List of tasks:
A – In the email reply about the xfs/802 failure, which udev rules file does Darrick J. Wong suspect is involved?
B – Continue the email reply about the xfs/802 failure from where it stops.
>> Start Excerpt provided
From: Shinichiro Kawasaki <shinichiro.kawasaki@wdc.com>
To: "Darrick J. Wong" <djwong@kernel.org>
Cc: hch <hch@lst.de>,
"linux-xfs@vger.kernel.org" <linux-xfs@vger.kernel.org>
Subject: Re: [bug report] xfs/802 failure due to mssing fstype report by lsblk
Date: Sat, 14 Feb 2026 06:39:57 +0000 [thread overview]
Message-ID: <aZAU9J5nGAXQ6lyK@shinmob> (raw)
In-Reply-To: <20260213221404.GH7712@frogsfrogsfrogs>
On Feb 13, 2026 / 14:14, Darrick J. Wong wrote:
[...]
> Why doesn't udev record anything for
> nullb0? I suspect it has something to do with this hunk of
> 60-block.rules:
>
> ACTION!="remove", SUBSYSTEM=="block", \
> KERNEL=="loop*|mmcblk*[0-9]|msblk*[0-9]|mspblk*[0-9]|nvme*|sd*|vd*|xvd*|bcache*|cciss*|dasd*|ubd*|ubi*|scm*|pmem*|nbd*|zd*|rbd*|zram*|ublkb*", \
> OPTIONS+="watch"
>> End Excerpt provided
>> Start Supplied information
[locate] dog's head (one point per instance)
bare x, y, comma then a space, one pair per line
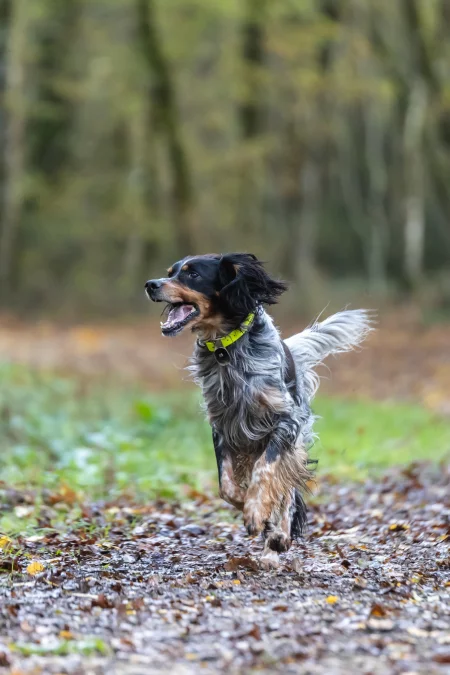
213, 293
>> End Supplied information
Responses in order:
A – 60-block.rules

B –
>
> This causes udev to establish an inotify watch on block devices. When a
> bdev is opened for write and closed, udev receives the inotify event and
> synthesizes a change uevent. Annoyingly, creating a new rule file with:
>
> ACTION!="remove", SUBSYSTEM=="block", \
> KERNEL=="nullb*", \
> OPTIONS+="watch"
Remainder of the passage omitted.